A marketing plan helps leaders clearly visualize marketing strategies across channels, so they can ensure every campaign drives pipeline and revenue. In this article you’ll learn eight steps to create a winning marketing plan that brings business-critical goals to life.
By following these steps, you’ll be able to develop a comprehensive and effective marketing plan that aligns with your business objectives and helps you reach and engage your target customers.
Here are the key steps to create an outstanding marketing plan:
Conduct a Situation Analysis:
Assess your current business situation, including your strengths, weaknesses, opportunities, and threats (SWOT analysis). Understand the market, your competitors, and how you compare.
This information helps you to create targeted strategies that can help you capitalize on your strengths and improve upon your weaknesses.
In my experience, you need a lot of patience when doing a SWOT analysis; it requires market research and competitive analysis to become truly accurate. I tend to revisit this section periodically, adjusting it as I discover more information about my own business and competition.
Define Your Target Audience:
In this part of the marketing plan ection, you need to get plenty of space to share all the data you collected during your market research.
Outline your target audience(s) that your efforts will reach. You can include a brief overview of your industry and buyer personas. Clearly identify your target customers by developing detailed buyer personas that include demographic and psychographic information. Understand their pain points, goals, and what motivates them.
Ultimately, this element of your marketing plan will help you describe the industry you’re selling to and your buyer persona. A buyer persona is a semi-fictional description of your ideal customer. It may include things like:
- Age
- Location
- Title
- Goals
- Personal challenges
- Pains
- Triggering event
Identify key metrics for success
Now it’s time to define what key marketing metrics you’ll use to measure success. Your key metrics will help you measure and track the performance of your marketing activities. They’ll also help you understand how your efforts tie back to larger business goals.
--*--
To do:
1) Rewrite the paragraph in the marketing plan article that begins "Outline your target audience(s)" as a short bulleted list that keeps its main points.
2) In the marketing plan article, what is a semi-fictional description of your ideal customer called?
3) Extend the marketing plan article, picking up right after its last sentence.

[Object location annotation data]
--*--
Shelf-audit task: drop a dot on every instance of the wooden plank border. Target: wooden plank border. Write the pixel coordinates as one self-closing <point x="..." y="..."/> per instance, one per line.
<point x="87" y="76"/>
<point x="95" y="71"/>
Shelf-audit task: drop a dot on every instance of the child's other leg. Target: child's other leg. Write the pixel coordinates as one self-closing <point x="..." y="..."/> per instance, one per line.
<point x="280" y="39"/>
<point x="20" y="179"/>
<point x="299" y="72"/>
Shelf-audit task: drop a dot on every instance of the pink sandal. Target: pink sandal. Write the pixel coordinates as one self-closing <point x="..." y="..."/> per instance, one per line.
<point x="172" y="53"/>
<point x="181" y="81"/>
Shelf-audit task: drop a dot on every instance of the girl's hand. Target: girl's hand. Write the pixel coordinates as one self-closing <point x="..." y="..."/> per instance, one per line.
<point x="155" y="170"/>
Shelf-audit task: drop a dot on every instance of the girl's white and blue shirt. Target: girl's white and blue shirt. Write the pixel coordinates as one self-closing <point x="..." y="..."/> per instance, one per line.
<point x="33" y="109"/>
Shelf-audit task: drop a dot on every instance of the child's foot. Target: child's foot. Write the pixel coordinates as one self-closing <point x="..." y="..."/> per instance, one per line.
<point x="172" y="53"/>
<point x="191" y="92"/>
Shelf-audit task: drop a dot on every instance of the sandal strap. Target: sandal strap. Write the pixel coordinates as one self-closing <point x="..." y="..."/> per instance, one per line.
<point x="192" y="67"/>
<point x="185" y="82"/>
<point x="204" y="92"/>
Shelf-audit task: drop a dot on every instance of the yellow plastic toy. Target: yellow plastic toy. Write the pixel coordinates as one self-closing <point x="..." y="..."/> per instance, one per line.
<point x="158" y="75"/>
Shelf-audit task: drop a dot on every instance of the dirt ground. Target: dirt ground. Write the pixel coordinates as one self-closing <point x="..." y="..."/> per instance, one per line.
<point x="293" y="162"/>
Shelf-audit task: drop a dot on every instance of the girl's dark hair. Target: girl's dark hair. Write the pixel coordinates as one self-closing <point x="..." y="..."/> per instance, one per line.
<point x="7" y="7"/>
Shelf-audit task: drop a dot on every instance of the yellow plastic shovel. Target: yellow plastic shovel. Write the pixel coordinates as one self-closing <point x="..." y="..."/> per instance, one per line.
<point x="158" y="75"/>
--*--
Answers to the tasks:
1)
- Outline the target audiences your efforts will reach.
- You can include a brief overview of your industry and buyer personas.
- Build detailed buyer personas with demographic and psychographic information to clearly identify your target customers.
- Understand their pain points, goals, and motivations.

2) A buyer persona.

3)
Once you establish key metrics, use a goal-setting framework—like objectives and key results (OKRs) or SMART goals—to fully flush out your marketing objectives. This ensures your targets are as specific as possible, with no ambiguity about what should be accomplished by when.
Example: If a goal of your marketing plan is to increase email subscriptions and you follow the SMART goal framework (ensuring your objective is specific, measurable, achievable, realistic, and time-bound) your goal might look like this: Increase email subscription rate from 10% to 20% in H1.
Set SMART Goals:
Establish specific, measurable, achievable, relevant, and time-bound (SMART) marketing goals that align with your overall business objectives. These should be quantifiable targets you can track progress against.
My mother always used to tell me, “You can’t go somewhere unless you have a road map.” Now, for me, someone who’s geographically challenged, that was literal advice.
However, it can also be applied metaphorically to marketing. You can’t improve your ROI unless you know what your goals are.
After you’ve figured out your current situation and know your audience, you can begin to define your SMART goals.
SMART goals are specific, measurable, attainable, relevant, and time-bound. This means that all your goals should be specific and include a time frame for which you want to complete them.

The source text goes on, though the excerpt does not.